*给定指令 A*:
能否把下面这篇关于《白鲸》的评论中，从“当以实玛利与裴廓德号的老板签”一直到“激发他的同时又使他走向毁灭。”的部分原样写下来？

*所给文本*:
---*---

麦尔维尔对于晦暗中平衡的强调,可以看作是走出亚哈困境的另一条出路。如果说“人类大团结”意在维持外在的关系平衡,那么晦暗中的平衡则是为了保持内在的心理平衡。所谓晦暗指的是麦尔维尔对于事物所持有的一种暧昧不明的态度。在小说中,这种含混主要是通过对矛盾观点的展示来表现的,而矛盾也被视为《白鲸》最重要的主题之一。麦尔维尔曾分析霍桑的黑暗性力量,认为这种力量源自加尔文教的原罪观。因为当人在衡量这个世界的时候,多少都需要一点罪恶来使天平平衡。以此而论,平衡或许是比矛盾更重要的主题。在“喷泉”那章中,有关彩虹的描写直接体现了平衡主题:彩虹的出现需要朦胧的水汽作为背景。在“我”充满疑惑的头脑中,对于真相的直觉偶尔击中“我”,像是从天堂射入迷雾中的一束光。正是在这种疑虑与直觉的混同中,“我”既不成为一个信徒,也不做异教徒,维持了“我”自身的平衡[4]310。可以说,亚哈的问题便是他太想揭开欲望真相的面纱,却不管自己能否承受,因而失去了生活的平衡术。事实上,真相并非人能承受的。各种矛盾与晦暗不明的存在就如同幕布一样遮挡住了可怕的真相,使人能够在象征界存活。换句话说,尽管主体注定是分裂的主体、失败的主体,但人之存在最重要的本就不是胜利,而是对于生命之平衡的维持。

当以实玛利与裴廓德号的老板签约时,后者向他形容亚哈是“不敬神却又像神似的人物”[4]68。从他的表述里我们能一窥当时社会信仰的衰落:神被人所取代,从名词变为形容词。这样的转换当然有利于资本主义社会的发展,然而人们在庆祝他们的胜利的同时,也失去了许多东西:他们忘记了有比个体存在更高更大的东西,个体也能够在其自身以外更高更大的东西中找到他自身的完整性。这便是为何亚哈的偏执在激发他的同时又使他走向毁灭。

---*---

*给定指令 B*:
能否把下方各行从第一行起，一直到含有“[(42, 332)]”的那一行，原样摘录出来？首尾两行都包括在内。

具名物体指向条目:

---*---

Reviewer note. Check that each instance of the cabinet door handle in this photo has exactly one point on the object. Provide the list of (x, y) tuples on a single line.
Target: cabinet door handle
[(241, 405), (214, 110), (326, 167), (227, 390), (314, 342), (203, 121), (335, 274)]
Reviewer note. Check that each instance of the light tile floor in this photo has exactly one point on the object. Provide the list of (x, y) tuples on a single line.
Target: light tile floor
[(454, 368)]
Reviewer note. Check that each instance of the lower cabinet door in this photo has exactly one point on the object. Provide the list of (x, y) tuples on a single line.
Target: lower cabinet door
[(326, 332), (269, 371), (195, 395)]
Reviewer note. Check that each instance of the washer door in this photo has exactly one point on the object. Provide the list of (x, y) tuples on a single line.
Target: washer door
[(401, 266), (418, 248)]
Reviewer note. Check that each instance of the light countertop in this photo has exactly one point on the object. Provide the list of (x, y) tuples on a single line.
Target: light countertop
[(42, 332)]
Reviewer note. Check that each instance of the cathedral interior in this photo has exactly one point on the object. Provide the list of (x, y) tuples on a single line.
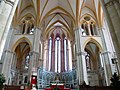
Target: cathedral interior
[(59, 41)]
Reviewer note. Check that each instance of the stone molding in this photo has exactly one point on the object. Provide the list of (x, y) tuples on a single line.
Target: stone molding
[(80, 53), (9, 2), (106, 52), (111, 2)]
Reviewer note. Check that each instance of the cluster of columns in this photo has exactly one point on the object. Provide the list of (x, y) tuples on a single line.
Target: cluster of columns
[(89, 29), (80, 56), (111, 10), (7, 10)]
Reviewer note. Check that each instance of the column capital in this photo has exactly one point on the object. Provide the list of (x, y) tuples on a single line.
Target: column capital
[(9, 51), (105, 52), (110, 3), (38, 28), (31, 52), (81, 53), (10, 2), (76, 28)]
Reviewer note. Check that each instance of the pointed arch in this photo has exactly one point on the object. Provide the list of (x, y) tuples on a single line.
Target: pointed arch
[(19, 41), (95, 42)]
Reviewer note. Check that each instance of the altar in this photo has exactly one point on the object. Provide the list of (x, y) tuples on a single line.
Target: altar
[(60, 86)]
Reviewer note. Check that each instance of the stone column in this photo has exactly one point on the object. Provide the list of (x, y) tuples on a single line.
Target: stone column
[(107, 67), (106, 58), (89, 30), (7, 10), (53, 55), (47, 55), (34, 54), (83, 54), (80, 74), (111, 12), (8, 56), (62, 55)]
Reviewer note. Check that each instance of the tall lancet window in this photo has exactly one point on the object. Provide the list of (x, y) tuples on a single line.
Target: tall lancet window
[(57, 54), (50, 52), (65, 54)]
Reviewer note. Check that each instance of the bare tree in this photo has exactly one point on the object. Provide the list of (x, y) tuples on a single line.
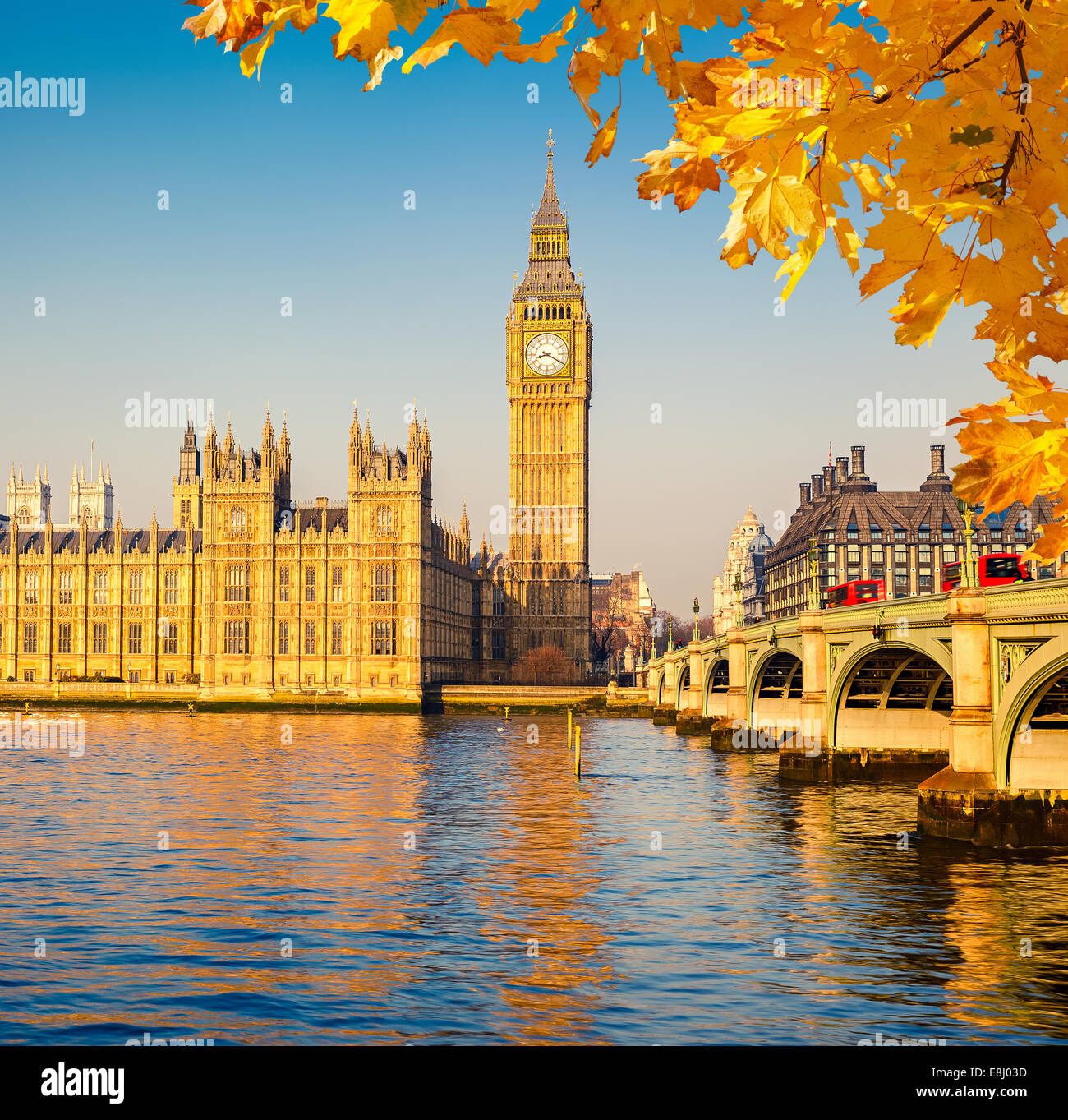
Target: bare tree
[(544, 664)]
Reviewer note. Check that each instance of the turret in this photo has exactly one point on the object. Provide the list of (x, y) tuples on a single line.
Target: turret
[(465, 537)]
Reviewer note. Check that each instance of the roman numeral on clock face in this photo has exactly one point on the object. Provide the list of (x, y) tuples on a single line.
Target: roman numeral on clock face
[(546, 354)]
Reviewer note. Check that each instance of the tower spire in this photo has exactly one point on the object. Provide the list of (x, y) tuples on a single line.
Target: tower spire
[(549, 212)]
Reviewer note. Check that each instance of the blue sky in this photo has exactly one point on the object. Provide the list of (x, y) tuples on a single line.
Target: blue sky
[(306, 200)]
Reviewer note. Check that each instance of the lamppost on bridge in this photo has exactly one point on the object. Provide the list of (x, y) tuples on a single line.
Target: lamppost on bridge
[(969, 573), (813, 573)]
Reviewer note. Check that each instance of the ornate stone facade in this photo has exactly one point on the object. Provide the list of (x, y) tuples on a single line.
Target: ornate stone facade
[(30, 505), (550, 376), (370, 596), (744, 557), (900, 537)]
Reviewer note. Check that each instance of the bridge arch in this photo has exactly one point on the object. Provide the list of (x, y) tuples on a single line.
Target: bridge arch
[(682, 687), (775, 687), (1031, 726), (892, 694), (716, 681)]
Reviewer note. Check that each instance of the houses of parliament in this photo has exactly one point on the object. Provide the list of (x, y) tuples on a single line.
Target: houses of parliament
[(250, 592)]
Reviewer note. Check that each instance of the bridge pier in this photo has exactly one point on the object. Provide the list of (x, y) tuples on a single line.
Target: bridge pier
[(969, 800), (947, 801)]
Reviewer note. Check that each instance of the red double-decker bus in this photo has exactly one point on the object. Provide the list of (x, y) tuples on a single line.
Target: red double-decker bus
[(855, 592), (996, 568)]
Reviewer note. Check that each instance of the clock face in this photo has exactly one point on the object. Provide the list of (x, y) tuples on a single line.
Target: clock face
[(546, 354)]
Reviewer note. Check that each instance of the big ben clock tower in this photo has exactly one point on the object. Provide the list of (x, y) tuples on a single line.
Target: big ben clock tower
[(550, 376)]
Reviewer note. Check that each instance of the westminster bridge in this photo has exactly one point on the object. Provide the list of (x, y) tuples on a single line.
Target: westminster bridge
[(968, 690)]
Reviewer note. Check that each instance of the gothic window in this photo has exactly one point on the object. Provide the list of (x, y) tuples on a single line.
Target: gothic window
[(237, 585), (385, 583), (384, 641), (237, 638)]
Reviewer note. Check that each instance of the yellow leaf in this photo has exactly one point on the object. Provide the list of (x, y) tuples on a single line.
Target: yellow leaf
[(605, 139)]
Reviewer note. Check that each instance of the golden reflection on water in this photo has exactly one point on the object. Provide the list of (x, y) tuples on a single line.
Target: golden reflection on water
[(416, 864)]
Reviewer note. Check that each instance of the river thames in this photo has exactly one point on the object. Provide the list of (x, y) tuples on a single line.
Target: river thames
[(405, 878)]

---*---

*完整解答 A*:
当以实玛利与裴廓德号的老板签约时,后者向他形容亚哈是“不敬神却又像神似的人物”[4]68。从他的表述里我们能一窥当时社会信仰的衰落:神被人所取代,从名词变为形容词。这样的转换当然有利于资本主义社会的发展,然而人们在庆祝他们的胜利的同时,也失去了许多东西:他们忘记了有比个体存在更高更大的东西,个体也能够在其自身以外更高更大的东西中找到他自身的完整性。这便是为何亚哈的偏执在激发他的同时又使他走向毁灭。

*完整解答 B*:
Reviewer note. Check that each instance of the cabinet door handle in this photo has exactly one point on the object. Provide the list of (x, y) tuples on a single line.
Target: cabinet door handle
[(241, 405), (214, 110), (326, 167), (227, 390), (314, 342), (203, 121), (335, 274)]
Reviewer note. Check that each instance of the light tile floor in this photo has exactly one point on the object. Provide the list of (x, y) tuples on a single line.
Target: light tile floor
[(454, 368)]
Reviewer note. Check that each instance of the lower cabinet door in this photo has exactly one point on the object. Provide the list of (x, y) tuples on a single line.
Target: lower cabinet door
[(326, 332), (269, 371), (195, 395)]
Reviewer note. Check that each instance of the washer door in this photo has exactly one point on the object. Provide the list of (x, y) tuples on a single line.
Target: washer door
[(401, 266), (418, 248)]
Reviewer note. Check that each instance of the light countertop in this photo has exactly one point on the object. Provide the list of (x, y) tuples on a single line.
Target: light countertop
[(42, 332)]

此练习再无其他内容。